PROVIDED ENTRIES >>
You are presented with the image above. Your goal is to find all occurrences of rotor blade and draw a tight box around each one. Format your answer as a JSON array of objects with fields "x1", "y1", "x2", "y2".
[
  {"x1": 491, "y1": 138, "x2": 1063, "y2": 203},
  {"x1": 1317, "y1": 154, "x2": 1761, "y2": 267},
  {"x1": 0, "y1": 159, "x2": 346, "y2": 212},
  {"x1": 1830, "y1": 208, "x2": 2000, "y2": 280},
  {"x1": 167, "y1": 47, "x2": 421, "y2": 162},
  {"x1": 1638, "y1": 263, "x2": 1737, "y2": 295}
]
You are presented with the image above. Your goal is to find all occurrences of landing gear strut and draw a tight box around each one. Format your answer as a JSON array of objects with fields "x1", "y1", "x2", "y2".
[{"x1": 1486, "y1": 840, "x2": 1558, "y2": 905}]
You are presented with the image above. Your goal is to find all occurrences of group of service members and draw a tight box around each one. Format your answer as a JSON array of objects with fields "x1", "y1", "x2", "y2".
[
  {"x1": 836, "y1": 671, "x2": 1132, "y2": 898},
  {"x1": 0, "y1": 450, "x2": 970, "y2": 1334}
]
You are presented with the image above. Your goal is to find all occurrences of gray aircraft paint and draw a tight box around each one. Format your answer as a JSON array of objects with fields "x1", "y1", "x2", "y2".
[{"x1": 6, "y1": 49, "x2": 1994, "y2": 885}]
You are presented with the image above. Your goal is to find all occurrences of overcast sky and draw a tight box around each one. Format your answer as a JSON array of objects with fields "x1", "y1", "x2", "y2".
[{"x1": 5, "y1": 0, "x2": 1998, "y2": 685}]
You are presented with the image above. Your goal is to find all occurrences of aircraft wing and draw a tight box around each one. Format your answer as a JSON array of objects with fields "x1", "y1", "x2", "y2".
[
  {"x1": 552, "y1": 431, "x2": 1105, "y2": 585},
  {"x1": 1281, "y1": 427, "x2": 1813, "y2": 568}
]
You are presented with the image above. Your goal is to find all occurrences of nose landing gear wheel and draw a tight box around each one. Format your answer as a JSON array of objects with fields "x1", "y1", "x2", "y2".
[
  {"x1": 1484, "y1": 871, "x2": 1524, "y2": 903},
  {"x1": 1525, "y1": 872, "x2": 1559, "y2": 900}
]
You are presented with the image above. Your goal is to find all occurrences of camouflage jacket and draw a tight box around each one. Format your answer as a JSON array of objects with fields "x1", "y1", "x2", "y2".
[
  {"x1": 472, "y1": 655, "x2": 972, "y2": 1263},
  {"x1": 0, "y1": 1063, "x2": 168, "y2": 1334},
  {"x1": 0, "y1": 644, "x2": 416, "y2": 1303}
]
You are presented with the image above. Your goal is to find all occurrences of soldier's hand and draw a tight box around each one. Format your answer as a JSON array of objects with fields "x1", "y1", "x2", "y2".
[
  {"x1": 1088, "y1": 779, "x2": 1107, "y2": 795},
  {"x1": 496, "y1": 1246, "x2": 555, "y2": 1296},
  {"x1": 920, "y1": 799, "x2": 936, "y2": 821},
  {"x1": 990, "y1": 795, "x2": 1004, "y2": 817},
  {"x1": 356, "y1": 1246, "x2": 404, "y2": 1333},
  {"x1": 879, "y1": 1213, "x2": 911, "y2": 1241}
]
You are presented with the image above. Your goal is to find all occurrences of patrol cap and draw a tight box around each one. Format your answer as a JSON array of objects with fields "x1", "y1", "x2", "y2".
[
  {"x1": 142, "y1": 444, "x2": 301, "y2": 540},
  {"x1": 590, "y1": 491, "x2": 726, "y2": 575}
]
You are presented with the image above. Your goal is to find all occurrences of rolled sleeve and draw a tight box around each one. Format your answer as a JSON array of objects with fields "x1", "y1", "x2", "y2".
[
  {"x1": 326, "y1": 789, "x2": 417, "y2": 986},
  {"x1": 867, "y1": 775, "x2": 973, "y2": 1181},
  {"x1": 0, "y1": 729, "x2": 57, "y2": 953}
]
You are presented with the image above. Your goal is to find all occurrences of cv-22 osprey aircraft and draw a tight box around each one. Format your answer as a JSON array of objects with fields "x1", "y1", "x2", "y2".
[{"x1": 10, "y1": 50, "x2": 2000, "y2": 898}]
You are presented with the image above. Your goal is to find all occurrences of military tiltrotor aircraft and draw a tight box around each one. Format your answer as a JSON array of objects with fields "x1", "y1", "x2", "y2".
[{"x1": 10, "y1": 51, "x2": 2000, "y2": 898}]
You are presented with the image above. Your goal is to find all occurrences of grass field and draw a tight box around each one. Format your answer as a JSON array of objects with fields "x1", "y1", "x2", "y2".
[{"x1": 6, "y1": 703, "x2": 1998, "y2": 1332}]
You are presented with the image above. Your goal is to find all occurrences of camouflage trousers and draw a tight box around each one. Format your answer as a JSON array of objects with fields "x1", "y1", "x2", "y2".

AIM OF THE TASK >> Print out every entry, keeping each one exact.

RESPONSE >>
You are presented with the image above. Your goal is to find all occurrences of rotor blade and draw a tight box around each one. Format your answer as a JSON array of objects with fields "x1", "y1", "x2", "y2".
[
  {"x1": 491, "y1": 138, "x2": 1063, "y2": 203},
  {"x1": 1317, "y1": 154, "x2": 1761, "y2": 267},
  {"x1": 0, "y1": 159, "x2": 346, "y2": 212},
  {"x1": 1830, "y1": 208, "x2": 2000, "y2": 280},
  {"x1": 167, "y1": 47, "x2": 421, "y2": 162},
  {"x1": 1638, "y1": 263, "x2": 1737, "y2": 295}
]
You are presented with the image above. Your goal is to find all occurrences of landing gear strut and draw a tight box around each one. Format your answer as a JSON array of objects with fields "x1", "y1", "x2", "y2".
[{"x1": 1486, "y1": 840, "x2": 1558, "y2": 905}]
You are presented with the image above. Your goal is to find all occurrences of group of service members and draw a tight box around each one. Format your answer as a JSON array of objects with fields "x1", "y1", "x2", "y2".
[
  {"x1": 836, "y1": 671, "x2": 1132, "y2": 898},
  {"x1": 0, "y1": 450, "x2": 970, "y2": 1334}
]
You are presented with the image above. Your goal is to find all occurrences of gray aircraft paint and draw a tight box around each one. Format your answer as a JSON array of objects with fields "x1", "y1", "x2", "y2".
[{"x1": 6, "y1": 49, "x2": 1994, "y2": 885}]
You are presented with the image above. Your goal is to find all occurrences of overcast sky and draw a tight box around each one. Format your answer as a JSON array of objects with fields "x1", "y1", "x2", "y2".
[{"x1": 5, "y1": 0, "x2": 1998, "y2": 685}]
You are presented with the image above. Your goal is to find all occurrences of aircraft wing and draw a tight box around each one. Format your answer as a JSON array of objects with fields "x1", "y1", "x2", "y2".
[
  {"x1": 552, "y1": 431, "x2": 1105, "y2": 585},
  {"x1": 1281, "y1": 427, "x2": 1813, "y2": 568}
]
You are presented with the image above. Your goal is to find all occurrences of nose landing gear wheel and draw a tight box around each one. Format your answer as a JSON array of objects with fields "x1", "y1", "x2", "y2".
[
  {"x1": 1484, "y1": 871, "x2": 1524, "y2": 903},
  {"x1": 1525, "y1": 872, "x2": 1559, "y2": 900}
]
You are presented with the image above. Your goal is to find all occurrences of camouflage jacket and draw a tight box around each one. Format your answer as a JSON array of objects with fields "x1", "y1", "x2", "y2".
[
  {"x1": 472, "y1": 655, "x2": 972, "y2": 1263},
  {"x1": 0, "y1": 1063, "x2": 168, "y2": 1334},
  {"x1": 0, "y1": 644, "x2": 416, "y2": 1303}
]
You are presented with the image above. Your goal is to find all occurrences of soldier's hand and draw a tight box around each one. Format your answer as a JSON array of objects with fields "x1", "y1", "x2", "y2".
[
  {"x1": 1088, "y1": 779, "x2": 1107, "y2": 795},
  {"x1": 496, "y1": 1246, "x2": 555, "y2": 1296},
  {"x1": 920, "y1": 799, "x2": 936, "y2": 821},
  {"x1": 990, "y1": 795, "x2": 1004, "y2": 817},
  {"x1": 356, "y1": 1246, "x2": 404, "y2": 1333},
  {"x1": 879, "y1": 1213, "x2": 911, "y2": 1241}
]
You are presented with the image above. Your goal is to find all occurrences of patrol cap and draw a tight box around each one. Format your answer as a JSON array of objects with fields "x1", "y1", "x2", "y2".
[
  {"x1": 142, "y1": 444, "x2": 301, "y2": 540},
  {"x1": 590, "y1": 491, "x2": 726, "y2": 575}
]
You are presented with the image above. Your goal is to find all occurrences of rolled sleeve and draw a tight box around each one. Format your answer as a JSON array of objects with fields "x1", "y1", "x2", "y2".
[
  {"x1": 326, "y1": 789, "x2": 417, "y2": 986},
  {"x1": 867, "y1": 775, "x2": 973, "y2": 1181},
  {"x1": 0, "y1": 729, "x2": 57, "y2": 953}
]
You are presented with the image above. Your goal is to find all occurrences of cv-22 osprey aircraft and draw a tight box around each one. Format your answer as a JSON array of objects with fields "x1", "y1", "x2", "y2".
[{"x1": 10, "y1": 50, "x2": 2000, "y2": 898}]
You are presented with the image above. Your goal is to find all occurrences of military tiltrotor aircraft and draw a tight box around each one. Format your answer as a JSON array of objects with fields "x1", "y1", "x2", "y2".
[{"x1": 10, "y1": 51, "x2": 2000, "y2": 898}]
You are presented with the image above. Your goal is to find all occurrences of grass field and draw a tight box around each one. Format your answer as a JSON array of objects with fields "x1", "y1", "x2", "y2".
[{"x1": 6, "y1": 703, "x2": 1998, "y2": 1332}]
You are presented with the image above. Your goal is to find all occurrences of camouflage trousers and draw a tight box around each one. Format your answer as a JSON array of objects with fields "x1", "y1", "x2", "y2".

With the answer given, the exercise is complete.